**Given text**
AW: Okay, before I move on to the five rapid fire questions, there is one other sort of tactical thing that I want to ask you about, which is the idea of using visualization in a practice. So just a little bit of context, actually two things. One, when I was a competitive figure skater, we had a sports psychologist help us for a few years. And I have this vivid memory of her, helping us meditate getting us into a really a mindful state, and then encouraging us to do it was do our program or do a jump that you’ve been having some challenges with, and then going out on the ice and doing it. And I just one day, I just let myself be hers, right? I was like, You tell me and I’ll do it. And I was not judging myself. I was totally ignoring what anyone else was thinking about me. And she said, I want you to, in your mind, do the biggest axel jump you’ve ever done. And I went out and I did the biggest axel jump. And she swore I remember she was like, holy BLEEP. That was incredible.  And I was like, that was like an inner body experience. I said, but the thing is, I did it twice because I did it when you helped me visualize it, and then I did it physically. And fast forward to today I’m coaching executives on how to show up with confidence. And one of the tactics that I employ, and I encourage them to employ is visualizing, I call it pirating someone else’s confidence. So you can pirate someone else.  I was talking about imagining that I was Madonna when I walked out on stage to give the biggest lecture at the University of Toronto that I ever gave. And I walked out and I was all mic-ed up and I was like, I’m channeling Madonna. And it made me laugh at myself. But also, I felt like I had her confidence. And then nowadays, when I don’t feel confident, I think about myself in that experience. And I remember how it felt, and I’m visualizing myself again that way. So do you have any comments about using visualization to help us in our practice?

**Work to complete**
Could you transcribe the interview excerpt about visualization in full, word for word? The rows that follow come from a different source.

**Listed records**
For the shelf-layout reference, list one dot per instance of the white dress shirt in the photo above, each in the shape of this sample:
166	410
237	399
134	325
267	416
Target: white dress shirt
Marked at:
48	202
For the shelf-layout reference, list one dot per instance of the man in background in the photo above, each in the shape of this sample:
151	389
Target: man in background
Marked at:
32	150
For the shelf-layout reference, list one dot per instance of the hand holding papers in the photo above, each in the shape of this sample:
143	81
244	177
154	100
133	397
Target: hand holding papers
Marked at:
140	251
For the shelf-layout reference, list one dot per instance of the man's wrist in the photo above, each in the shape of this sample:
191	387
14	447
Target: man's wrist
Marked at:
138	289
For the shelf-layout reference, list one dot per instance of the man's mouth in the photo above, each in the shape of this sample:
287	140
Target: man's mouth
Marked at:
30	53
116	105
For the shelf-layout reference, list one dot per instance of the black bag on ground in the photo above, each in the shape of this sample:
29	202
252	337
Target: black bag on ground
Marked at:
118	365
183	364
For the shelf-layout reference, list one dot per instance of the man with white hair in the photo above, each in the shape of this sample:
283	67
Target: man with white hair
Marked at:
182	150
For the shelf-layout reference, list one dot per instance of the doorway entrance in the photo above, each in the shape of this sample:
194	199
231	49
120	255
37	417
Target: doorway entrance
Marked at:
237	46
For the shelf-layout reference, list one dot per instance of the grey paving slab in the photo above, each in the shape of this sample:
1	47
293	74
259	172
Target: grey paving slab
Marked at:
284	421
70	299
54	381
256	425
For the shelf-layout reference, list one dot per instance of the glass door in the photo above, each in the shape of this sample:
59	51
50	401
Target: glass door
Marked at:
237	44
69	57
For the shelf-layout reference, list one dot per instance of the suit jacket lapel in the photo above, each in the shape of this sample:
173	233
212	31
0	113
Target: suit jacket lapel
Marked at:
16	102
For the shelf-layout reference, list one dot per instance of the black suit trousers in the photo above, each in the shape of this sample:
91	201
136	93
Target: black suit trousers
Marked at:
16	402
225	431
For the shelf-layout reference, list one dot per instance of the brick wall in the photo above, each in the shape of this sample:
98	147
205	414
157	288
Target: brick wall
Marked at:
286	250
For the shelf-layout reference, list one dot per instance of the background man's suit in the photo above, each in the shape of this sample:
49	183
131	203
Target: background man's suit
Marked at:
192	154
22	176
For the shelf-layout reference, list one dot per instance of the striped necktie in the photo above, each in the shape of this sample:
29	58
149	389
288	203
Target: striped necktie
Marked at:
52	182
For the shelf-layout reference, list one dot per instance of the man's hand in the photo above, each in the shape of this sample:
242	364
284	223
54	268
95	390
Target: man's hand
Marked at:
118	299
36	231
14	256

**Result of the exercise**
AW: Okay, before I move on to the five rapid fire questions, there is one other sort of tactical thing that I want to ask you about, which is the idea of using visualization in a practice. So just a little bit of context, actually two things. One, when I was a competitive figure skater, we had a sports psychologist help us for a few years. And I have this vivid memory of her, helping us meditate getting us into a really a mindful state, and then encouraging us to do it was do our program or do a jump that you’ve been having some challenges with, and then going out on the ice and doing it. And I just one day, I just let myself be hers, right? I was like, You tell me and I’ll do it. And I was not judging myself. I was totally ignoring what anyone else was thinking about me. And she said, I want you to, in your mind, do the biggest axel jump you’ve ever done. And I went out and I did the biggest axel jump. And she swore I remember she was like, holy BLEEP. That was incredible.  And I was like, that was like an inner body experience. I said, but the thing is, I did it twice because I did it when you helped me visualize it, and then I did it physically. And fast forward to today I’m coaching executives on how to show up with confidence. And one of the tactics that I employ, and I encourage them to employ is visualizing, I call it pirating someone else’s confidence. So you can pirate someone else.  I was talking about imagining that I was Madonna when I walked out on stage to give the biggest lecture at the University of Toronto that I ever gave. And I walked out and I was all mic-ed up and I was like, I’m channeling Madonna. And it made me laugh at myself. But also, I felt like I had her confidence. And then nowadays, when I don’t feel confident, I think about myself in that experience. And I remember how it felt, and I’m visualizing myself again that way. So do you have any comments about using visualization to help us in our practice?